• Data supplied:
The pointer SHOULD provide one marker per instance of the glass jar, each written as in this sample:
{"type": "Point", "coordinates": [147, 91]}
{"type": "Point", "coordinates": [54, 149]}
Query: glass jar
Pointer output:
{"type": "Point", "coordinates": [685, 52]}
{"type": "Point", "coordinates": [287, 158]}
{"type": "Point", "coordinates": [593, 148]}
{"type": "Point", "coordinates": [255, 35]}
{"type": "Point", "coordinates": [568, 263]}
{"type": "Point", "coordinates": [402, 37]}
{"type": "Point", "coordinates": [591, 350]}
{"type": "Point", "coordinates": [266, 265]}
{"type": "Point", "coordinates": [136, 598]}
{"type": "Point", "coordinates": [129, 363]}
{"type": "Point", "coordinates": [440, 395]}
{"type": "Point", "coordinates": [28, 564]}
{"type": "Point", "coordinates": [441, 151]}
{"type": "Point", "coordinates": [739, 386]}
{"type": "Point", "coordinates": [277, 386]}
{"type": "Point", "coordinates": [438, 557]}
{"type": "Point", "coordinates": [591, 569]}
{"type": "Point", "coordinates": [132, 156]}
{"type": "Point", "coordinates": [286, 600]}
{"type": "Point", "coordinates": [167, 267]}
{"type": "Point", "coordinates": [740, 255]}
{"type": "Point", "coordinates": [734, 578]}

...

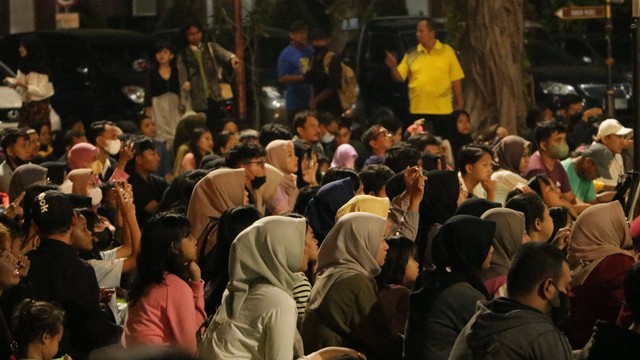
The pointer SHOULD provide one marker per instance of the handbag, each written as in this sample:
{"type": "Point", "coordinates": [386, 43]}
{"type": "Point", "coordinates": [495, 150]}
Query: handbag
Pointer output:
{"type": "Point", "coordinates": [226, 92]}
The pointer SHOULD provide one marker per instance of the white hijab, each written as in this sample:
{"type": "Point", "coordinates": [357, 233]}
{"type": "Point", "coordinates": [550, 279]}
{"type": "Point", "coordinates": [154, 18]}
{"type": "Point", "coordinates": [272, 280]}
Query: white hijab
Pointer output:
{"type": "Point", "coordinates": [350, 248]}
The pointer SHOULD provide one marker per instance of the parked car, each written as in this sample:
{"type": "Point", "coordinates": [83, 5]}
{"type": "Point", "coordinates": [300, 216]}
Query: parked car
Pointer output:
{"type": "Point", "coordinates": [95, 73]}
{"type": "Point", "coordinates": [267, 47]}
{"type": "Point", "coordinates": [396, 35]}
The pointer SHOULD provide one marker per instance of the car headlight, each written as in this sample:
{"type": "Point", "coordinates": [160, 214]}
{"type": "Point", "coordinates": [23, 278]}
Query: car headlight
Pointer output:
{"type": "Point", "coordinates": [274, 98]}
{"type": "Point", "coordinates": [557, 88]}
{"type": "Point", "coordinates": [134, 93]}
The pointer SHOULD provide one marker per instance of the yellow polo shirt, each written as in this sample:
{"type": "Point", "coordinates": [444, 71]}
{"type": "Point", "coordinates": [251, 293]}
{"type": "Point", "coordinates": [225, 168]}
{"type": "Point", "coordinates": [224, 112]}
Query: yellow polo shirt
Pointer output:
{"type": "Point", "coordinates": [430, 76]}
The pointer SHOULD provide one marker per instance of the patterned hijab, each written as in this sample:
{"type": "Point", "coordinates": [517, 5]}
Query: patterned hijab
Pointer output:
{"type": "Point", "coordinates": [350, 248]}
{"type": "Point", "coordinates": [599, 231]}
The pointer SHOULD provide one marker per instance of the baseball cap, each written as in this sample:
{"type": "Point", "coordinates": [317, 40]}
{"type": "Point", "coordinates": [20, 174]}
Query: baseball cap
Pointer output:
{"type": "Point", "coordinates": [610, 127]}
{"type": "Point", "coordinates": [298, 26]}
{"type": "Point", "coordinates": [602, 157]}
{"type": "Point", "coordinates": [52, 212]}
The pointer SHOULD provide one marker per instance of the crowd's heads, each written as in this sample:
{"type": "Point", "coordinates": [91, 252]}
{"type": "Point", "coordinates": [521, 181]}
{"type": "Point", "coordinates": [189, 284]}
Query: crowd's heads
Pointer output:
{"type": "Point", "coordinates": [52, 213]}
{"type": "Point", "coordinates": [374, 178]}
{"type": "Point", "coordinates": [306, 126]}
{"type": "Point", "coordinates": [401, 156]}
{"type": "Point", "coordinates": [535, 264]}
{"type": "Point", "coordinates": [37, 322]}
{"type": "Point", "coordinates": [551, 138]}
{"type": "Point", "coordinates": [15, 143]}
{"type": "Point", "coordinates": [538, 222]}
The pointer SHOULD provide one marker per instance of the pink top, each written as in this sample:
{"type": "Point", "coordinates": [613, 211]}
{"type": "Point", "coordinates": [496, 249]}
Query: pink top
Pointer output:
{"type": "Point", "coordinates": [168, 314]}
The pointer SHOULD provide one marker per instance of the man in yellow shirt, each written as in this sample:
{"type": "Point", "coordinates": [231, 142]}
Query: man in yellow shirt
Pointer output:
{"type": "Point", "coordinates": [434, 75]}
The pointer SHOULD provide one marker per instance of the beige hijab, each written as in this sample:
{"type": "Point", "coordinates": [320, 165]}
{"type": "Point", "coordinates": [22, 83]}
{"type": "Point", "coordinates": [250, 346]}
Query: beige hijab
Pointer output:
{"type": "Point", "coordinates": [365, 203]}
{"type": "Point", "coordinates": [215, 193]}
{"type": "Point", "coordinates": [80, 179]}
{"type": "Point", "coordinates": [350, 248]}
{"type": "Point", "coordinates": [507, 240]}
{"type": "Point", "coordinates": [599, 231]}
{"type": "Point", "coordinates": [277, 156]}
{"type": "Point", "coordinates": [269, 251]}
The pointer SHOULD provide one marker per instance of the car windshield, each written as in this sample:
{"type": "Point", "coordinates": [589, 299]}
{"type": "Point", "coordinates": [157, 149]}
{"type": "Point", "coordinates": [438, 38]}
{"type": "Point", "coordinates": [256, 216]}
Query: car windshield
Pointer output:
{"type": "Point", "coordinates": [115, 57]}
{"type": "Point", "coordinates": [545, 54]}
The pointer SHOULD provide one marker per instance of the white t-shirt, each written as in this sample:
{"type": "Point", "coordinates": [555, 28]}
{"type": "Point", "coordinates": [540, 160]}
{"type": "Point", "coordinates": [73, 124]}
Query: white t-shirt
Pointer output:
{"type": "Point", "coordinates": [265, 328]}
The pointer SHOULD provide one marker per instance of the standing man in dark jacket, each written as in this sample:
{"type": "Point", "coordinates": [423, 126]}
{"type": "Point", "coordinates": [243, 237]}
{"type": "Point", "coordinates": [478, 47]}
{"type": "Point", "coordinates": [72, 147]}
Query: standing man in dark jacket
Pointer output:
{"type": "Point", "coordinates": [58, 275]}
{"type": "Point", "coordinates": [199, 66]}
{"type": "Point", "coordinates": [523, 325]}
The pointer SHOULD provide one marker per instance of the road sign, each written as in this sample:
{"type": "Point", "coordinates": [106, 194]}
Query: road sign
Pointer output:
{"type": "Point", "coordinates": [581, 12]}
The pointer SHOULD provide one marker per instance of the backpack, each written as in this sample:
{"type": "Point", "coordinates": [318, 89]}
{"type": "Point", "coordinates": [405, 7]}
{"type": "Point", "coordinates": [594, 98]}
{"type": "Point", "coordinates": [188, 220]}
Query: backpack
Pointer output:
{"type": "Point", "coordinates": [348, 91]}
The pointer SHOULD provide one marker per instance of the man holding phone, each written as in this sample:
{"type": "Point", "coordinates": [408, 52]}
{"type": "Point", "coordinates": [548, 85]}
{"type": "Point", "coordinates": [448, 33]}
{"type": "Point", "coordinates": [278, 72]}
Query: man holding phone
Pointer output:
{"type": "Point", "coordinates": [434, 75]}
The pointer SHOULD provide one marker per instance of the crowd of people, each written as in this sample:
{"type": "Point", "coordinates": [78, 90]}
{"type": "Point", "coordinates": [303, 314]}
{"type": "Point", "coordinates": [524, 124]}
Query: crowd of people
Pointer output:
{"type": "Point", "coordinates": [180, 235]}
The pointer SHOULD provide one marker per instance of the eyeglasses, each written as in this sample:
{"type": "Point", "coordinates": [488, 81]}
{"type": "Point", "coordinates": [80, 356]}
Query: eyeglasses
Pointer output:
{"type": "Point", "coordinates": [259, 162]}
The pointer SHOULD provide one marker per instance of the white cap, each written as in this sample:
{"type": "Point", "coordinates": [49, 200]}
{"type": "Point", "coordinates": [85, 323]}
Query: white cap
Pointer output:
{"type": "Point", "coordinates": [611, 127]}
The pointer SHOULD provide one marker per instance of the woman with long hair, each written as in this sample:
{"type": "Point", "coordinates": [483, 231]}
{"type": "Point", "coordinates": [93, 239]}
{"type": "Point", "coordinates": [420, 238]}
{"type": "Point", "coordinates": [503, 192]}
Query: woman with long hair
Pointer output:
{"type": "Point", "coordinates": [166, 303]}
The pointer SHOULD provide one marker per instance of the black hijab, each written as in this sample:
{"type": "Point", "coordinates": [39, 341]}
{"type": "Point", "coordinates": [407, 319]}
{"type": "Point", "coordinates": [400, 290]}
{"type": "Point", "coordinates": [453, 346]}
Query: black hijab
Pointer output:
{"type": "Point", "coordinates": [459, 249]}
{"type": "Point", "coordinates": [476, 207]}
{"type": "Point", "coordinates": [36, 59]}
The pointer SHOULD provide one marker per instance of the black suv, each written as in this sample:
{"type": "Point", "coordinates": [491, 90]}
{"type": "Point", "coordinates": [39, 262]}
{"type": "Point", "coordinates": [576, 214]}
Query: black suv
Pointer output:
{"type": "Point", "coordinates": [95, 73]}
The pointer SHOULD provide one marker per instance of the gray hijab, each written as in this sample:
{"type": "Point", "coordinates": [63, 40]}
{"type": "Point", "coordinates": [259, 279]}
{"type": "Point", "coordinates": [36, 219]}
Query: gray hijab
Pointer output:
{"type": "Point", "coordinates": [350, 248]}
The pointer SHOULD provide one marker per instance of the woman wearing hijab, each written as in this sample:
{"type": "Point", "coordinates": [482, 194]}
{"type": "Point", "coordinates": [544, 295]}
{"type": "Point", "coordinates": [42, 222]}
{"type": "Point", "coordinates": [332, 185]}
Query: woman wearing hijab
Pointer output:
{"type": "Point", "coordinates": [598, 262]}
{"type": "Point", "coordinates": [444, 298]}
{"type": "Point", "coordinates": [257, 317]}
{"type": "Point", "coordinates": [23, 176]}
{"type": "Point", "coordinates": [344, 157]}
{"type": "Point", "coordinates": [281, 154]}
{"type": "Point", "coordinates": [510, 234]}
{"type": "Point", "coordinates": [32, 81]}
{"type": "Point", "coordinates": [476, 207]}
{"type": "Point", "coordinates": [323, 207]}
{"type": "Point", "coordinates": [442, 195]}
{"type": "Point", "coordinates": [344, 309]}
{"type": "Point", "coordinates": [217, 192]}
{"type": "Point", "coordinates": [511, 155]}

---

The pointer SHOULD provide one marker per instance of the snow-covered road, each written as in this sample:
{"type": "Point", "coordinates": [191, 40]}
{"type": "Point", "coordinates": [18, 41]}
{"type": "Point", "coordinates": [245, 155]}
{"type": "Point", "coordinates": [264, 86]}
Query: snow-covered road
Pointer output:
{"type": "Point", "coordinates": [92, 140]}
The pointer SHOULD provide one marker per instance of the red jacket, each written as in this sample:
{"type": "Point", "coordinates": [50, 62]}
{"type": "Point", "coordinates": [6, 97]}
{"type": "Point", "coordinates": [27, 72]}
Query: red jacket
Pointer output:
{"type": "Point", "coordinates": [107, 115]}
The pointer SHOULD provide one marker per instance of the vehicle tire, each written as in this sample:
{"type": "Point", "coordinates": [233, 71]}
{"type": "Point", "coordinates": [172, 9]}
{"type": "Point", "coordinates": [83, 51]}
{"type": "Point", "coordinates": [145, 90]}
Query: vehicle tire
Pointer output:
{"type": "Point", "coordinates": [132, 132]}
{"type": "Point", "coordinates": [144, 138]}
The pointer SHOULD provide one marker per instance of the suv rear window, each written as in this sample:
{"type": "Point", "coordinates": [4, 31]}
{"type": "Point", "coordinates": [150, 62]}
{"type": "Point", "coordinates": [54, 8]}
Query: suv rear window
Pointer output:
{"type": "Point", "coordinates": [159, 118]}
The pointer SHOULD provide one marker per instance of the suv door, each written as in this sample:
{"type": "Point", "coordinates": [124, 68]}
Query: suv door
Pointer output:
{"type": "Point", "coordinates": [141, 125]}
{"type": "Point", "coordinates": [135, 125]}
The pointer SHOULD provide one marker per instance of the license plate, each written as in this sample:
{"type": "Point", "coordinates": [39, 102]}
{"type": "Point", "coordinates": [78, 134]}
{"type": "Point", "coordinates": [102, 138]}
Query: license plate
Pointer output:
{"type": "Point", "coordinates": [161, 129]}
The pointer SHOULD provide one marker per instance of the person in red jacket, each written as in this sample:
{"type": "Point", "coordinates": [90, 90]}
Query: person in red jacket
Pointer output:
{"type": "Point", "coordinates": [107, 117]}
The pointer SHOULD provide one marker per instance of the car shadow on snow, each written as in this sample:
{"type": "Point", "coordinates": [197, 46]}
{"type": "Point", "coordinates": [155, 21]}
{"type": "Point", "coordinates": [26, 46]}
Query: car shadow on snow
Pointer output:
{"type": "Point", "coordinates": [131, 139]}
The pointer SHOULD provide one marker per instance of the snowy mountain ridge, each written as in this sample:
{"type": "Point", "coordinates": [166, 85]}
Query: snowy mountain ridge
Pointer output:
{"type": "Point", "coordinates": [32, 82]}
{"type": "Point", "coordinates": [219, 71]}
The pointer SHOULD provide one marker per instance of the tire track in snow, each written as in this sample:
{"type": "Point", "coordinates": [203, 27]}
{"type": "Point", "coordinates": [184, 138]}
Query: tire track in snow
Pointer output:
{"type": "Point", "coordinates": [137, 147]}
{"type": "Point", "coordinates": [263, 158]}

• Work to complete: Of all the entries above, output exactly the lines between the one holding "The pointer SHOULD provide one marker per instance of the glass" and the one holding "Query: glass jar", inclusive.

• Exercise result:
The pointer SHOULD provide one marker per instance of the glass jar, each written as in this sample:
{"type": "Point", "coordinates": [147, 91]}
{"type": "Point", "coordinates": [54, 149]}
Query: glass jar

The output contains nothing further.